**Stated task a**
Select each line of the records that contains the string "gray", matching it in a case-sensitive way.

**Extract to read**
────────────────────────────────────────

John E. (Jay) Phelan

Monday, November 5, 2012

Pious Rhetoric and Elections: Does Voting Matter?




Over the last few weeks Christian friends, liberal and conservative, have attempted to proactively console themselves by suggesting we remember that whoever wins “Jesus is still King and God is still on the throne.” Well, OK. But excuse me if I don’t find this particularly consoling. The problem with this bit of pious rhetoric is that it implies it doesn’t matter how we vote. Whether Romney or Obama wins “God is still on the throne” and, evidently, in control of things to such an extent that nothing bad can happen. But Jesus was king and God was still on the throne when the extraordinarily foolish and ostensibly Christian rulers of Great Britain, France, German, Austria and Russia plunged the world into the bloodbath we now call World War I. Jesus was king and God was still on the throne when Lenin led a successful Communist revolution in Russia. Jesus was king and God was still on the throne when Stalin starved and butchered his own people and when Hitler’s Germany shot, gassed and starved Europe’s Jews. Jesus was king and God was still on the throne when Harry Truman made the ghastly decision to drop the atomic bomb on Hiroshima and Nagasaki. Of course, the gruesome litany of murderous and foolish decisions made by leaders could be extended to the present day. Names like Vietnam, Cambodia, South Africa, Northern Ireland, Rwanda, Bosnia and Iraq continue to haunt our dreams.

Claiming comfort from Jesus-is-still-king-and-God-is-still-on-the-throne risks our becoming passive and indifferent in the face of difficult decisions. Standing idly or smugly by, shrugging our shoulder in the face of defeat or victory is not a sign of spiritual maturity but spiritual blindness. It does not amount to stoic acceptance but sheer irresponsibility. The fact is that God has empowered us, his creatures, his people, to work for the healing of the world or press forward in its destruction. The God of the Bible is not the unmoved mover of Aristotle or the irresistible force of the neo-Calvinists. The God of the Bible is frequently frustrated with his people’s failures to live up to his commands and follow his ways. He starts the world over with Noah and threatens to do so with Moses. He rages over Israel’s infidelity (see Hosea) and warns of impending judgment. He does not force the kings or the people to do what is right and good. He rather warns them of the outcome of disobedience. The world is not running on an auto-pilot set by God—quite the contrary. Although God will redeem and renew the world, it is now in the not always particularly capable hands of flawed human beings. It is also in the hands of the church. Our gospel, our compassion, our hope, our love are supposed to make the world a different, saner, more beautiful, more just place—tasks the church has frankly botched. But for whatever reason, God has entrusted us with his world. What we do matters. We can make the world a better or much, much worse place.

────────────────────────────────────────

(Rows taken from a pointing dataset)
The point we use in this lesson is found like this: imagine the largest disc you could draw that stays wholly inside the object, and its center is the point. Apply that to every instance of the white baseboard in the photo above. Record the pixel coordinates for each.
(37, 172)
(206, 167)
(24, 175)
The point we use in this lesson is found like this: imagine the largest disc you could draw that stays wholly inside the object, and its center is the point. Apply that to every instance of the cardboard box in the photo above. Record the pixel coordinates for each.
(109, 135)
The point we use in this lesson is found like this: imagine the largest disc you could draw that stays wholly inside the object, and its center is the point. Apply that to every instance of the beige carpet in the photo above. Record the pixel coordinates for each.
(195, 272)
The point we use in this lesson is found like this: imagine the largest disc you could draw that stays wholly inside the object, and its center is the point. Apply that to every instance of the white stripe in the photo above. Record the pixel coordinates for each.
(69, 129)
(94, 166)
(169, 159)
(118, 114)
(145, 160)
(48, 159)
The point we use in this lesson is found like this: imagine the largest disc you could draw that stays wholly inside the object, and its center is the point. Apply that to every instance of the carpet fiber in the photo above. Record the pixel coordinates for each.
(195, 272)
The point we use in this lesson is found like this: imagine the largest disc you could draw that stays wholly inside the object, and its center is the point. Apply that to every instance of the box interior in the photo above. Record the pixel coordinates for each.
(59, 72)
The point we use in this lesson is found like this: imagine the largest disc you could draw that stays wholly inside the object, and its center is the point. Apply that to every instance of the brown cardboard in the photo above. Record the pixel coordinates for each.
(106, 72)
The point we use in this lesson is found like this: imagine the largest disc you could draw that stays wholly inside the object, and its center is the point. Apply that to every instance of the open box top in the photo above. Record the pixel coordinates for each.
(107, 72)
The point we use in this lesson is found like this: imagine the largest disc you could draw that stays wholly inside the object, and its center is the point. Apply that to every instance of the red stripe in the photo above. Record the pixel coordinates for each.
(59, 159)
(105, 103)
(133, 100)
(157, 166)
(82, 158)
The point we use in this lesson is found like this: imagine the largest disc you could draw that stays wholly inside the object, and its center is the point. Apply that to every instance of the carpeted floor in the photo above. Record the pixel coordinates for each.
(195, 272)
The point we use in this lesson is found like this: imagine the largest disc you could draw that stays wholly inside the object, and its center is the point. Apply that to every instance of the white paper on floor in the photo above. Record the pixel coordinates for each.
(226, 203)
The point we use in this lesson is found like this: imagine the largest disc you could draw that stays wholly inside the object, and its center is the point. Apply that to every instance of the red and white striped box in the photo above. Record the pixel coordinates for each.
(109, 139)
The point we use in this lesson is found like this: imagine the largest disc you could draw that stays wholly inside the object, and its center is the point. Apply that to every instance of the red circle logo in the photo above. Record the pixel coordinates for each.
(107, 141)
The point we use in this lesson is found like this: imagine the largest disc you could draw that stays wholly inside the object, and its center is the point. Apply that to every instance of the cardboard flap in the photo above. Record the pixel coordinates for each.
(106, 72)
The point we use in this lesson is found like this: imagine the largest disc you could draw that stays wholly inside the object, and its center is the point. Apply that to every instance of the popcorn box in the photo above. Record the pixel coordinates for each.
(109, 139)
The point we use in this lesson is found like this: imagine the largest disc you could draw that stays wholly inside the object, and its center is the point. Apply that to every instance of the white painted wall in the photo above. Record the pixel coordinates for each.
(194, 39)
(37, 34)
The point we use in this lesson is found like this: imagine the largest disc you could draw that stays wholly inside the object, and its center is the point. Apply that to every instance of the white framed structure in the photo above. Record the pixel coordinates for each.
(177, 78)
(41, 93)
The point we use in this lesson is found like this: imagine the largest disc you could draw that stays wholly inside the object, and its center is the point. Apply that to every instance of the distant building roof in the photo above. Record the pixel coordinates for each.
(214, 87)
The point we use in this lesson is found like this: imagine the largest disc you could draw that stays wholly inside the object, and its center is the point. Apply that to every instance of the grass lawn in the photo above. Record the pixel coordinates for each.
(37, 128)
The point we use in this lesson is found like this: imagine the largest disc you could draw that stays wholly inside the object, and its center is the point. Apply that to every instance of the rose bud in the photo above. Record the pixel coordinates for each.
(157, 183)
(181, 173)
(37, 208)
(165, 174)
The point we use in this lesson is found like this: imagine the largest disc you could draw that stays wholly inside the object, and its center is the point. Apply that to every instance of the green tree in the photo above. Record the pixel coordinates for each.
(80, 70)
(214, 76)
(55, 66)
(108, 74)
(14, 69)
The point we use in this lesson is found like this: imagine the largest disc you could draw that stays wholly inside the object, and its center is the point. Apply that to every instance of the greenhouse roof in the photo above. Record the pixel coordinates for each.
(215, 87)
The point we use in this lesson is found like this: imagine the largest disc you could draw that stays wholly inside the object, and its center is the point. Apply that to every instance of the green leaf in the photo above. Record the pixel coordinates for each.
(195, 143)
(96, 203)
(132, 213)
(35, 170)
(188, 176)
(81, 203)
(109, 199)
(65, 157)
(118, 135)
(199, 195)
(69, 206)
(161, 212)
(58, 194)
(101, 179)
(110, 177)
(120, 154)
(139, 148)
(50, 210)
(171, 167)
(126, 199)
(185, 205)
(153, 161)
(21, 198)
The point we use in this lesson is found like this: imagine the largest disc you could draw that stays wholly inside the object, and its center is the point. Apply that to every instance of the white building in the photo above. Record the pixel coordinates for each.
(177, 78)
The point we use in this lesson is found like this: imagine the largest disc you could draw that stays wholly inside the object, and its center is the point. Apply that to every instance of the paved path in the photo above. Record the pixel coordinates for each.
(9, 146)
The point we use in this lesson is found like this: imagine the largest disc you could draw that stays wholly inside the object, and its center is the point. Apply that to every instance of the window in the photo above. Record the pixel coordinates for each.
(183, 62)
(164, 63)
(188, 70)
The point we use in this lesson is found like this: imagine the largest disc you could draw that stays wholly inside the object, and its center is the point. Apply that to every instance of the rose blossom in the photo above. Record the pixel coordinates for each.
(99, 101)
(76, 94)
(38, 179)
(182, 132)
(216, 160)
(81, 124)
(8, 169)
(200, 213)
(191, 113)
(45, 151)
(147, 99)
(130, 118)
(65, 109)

────────────────────────────────────────

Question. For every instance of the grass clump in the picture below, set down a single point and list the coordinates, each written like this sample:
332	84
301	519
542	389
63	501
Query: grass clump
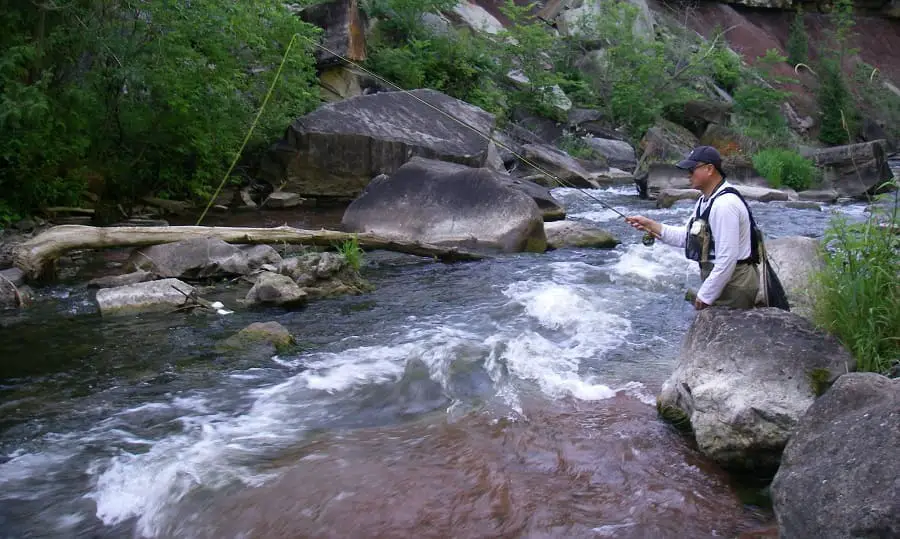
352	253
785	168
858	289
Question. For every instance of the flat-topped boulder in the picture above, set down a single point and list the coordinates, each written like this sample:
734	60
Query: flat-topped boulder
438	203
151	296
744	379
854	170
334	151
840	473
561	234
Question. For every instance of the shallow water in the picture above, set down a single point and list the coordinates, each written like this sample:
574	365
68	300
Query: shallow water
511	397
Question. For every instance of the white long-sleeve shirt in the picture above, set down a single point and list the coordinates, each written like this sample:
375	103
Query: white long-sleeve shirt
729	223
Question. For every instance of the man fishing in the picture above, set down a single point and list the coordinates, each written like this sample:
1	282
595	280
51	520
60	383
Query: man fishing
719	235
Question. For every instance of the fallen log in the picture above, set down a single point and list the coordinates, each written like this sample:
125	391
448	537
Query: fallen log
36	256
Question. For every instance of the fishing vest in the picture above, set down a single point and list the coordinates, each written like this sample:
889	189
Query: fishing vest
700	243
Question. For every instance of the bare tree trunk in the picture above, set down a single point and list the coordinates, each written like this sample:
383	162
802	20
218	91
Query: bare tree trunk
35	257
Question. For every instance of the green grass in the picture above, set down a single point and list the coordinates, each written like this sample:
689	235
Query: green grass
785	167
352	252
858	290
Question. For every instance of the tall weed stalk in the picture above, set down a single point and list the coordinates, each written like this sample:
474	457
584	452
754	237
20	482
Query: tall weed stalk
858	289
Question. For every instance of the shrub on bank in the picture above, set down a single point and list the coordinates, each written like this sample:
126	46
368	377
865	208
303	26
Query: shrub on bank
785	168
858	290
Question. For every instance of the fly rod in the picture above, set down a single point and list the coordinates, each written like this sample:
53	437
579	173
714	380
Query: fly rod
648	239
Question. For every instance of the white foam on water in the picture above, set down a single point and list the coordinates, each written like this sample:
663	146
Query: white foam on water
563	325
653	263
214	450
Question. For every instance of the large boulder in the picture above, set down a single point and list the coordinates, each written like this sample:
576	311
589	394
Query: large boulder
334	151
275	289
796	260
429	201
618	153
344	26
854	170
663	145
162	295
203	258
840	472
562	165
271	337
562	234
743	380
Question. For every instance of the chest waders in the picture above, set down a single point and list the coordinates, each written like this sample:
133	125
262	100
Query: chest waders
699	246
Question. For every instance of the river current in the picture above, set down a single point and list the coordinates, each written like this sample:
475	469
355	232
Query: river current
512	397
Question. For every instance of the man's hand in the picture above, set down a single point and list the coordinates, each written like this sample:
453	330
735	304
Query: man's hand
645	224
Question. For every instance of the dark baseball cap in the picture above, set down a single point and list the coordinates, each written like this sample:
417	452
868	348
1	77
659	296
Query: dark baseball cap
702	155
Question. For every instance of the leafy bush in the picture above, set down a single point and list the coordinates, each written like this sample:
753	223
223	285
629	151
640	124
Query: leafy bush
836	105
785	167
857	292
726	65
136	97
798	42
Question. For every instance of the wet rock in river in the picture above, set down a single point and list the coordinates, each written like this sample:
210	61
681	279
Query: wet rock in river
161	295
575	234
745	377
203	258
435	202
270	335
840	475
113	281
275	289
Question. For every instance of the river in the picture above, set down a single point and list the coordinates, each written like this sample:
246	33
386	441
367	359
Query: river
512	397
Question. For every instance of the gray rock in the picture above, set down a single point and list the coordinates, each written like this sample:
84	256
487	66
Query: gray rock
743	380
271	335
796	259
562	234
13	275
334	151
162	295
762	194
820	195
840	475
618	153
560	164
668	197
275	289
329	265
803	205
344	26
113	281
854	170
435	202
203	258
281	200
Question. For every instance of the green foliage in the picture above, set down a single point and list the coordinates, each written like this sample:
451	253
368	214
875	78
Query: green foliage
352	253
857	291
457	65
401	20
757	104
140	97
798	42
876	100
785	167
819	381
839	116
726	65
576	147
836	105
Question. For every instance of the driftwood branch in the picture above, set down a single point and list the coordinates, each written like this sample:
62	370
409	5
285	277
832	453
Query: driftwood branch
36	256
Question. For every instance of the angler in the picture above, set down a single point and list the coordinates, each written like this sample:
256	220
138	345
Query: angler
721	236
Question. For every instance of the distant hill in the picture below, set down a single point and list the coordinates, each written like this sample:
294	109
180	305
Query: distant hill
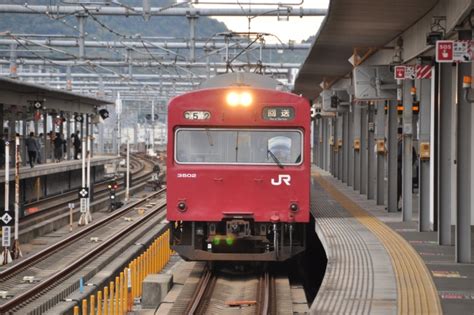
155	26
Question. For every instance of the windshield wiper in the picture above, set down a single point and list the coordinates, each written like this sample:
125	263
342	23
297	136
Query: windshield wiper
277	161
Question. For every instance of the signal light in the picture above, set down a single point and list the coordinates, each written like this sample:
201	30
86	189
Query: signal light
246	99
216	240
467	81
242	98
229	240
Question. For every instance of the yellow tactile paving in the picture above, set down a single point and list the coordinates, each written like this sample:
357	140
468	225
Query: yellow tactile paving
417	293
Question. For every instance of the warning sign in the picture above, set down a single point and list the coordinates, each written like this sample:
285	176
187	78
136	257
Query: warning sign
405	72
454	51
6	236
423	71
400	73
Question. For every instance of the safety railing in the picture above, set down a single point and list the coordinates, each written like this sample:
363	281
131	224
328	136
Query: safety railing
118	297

────────────────────────────────────────

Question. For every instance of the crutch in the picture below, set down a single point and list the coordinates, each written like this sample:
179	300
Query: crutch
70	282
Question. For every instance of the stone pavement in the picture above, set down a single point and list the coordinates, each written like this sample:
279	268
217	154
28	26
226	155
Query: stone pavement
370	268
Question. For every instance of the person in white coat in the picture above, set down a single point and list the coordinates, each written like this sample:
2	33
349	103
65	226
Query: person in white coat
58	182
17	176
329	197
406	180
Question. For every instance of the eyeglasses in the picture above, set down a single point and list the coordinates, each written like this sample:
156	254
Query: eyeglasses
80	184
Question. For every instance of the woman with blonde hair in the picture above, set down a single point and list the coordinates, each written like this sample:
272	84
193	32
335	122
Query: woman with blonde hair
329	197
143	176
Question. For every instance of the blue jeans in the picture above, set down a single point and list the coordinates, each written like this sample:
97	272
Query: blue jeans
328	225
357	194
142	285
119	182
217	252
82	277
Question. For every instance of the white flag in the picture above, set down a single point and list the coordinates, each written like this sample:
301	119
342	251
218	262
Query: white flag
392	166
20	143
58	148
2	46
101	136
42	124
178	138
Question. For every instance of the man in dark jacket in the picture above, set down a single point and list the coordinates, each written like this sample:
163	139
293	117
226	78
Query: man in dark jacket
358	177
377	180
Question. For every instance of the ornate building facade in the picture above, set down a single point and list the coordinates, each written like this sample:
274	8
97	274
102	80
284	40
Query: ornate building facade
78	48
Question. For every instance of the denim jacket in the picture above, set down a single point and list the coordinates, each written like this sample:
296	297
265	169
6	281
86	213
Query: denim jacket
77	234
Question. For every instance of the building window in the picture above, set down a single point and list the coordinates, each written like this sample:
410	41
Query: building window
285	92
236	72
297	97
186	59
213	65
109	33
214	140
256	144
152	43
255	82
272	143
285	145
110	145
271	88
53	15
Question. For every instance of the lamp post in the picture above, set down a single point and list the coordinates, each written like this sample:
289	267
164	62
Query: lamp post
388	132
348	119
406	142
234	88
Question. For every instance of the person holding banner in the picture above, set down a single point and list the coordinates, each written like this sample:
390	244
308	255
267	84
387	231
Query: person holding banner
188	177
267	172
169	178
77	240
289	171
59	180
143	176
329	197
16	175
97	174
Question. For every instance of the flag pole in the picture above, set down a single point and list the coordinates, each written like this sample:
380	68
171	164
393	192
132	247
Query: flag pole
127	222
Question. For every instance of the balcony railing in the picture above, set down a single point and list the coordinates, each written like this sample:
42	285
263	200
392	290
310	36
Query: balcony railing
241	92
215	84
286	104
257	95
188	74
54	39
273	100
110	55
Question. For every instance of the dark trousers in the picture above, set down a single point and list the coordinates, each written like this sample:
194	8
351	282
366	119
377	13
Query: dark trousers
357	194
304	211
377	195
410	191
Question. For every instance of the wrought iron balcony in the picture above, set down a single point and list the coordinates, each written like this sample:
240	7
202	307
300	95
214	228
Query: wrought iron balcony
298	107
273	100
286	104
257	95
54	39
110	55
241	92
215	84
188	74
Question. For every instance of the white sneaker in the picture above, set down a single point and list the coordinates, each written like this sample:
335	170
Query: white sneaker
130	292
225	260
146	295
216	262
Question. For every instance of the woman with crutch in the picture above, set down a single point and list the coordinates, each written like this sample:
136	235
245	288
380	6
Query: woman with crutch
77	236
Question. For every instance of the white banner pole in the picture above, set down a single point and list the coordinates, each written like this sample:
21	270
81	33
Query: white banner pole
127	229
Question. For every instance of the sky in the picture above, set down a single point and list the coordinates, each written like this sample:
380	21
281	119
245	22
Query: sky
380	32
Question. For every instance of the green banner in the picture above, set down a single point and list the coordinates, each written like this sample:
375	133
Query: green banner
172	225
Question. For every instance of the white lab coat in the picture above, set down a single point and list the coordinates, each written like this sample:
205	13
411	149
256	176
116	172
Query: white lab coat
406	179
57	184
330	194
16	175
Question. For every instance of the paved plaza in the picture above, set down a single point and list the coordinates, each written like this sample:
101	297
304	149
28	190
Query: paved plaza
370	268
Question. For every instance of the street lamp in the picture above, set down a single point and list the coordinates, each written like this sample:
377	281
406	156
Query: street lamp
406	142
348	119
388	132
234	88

────────────────────────────────────────

**Stated task b**
Continue the essay above on pious rhetoric and voting from the point where it ends.

**Task answer a**
Question. For every instance of the gray rock in the picture above, set down a single point and list the coordinates, each written like this sample:
Query: gray rock

**Task answer b**
There is a saying that the first person to cite Hitler in a political argument loses. I think the comparison of either candidate for President to Hitler is frankly idiotic. But, having said that, many Germans who found Hitler distasteful, supported him for Chancellor because they thought he would improve the economy and stand up to the Communists and because they thought he would settle down when he got into power. They were, in many cases literally, dead wrong. We have the great honor and harrowing responsibility of being co-creators of the new creation, ambassadors for Christ. God, as Paul puts it, is making his appeal through us (see 2 Corinthians 5). Our involvement in this world, for good or ill, matters. Our attempts to be agents of healing and justice, matter. Our votes matter. We are partners in what the Jews call tikkun olam—the healing of the world. Let’s not fumble the task.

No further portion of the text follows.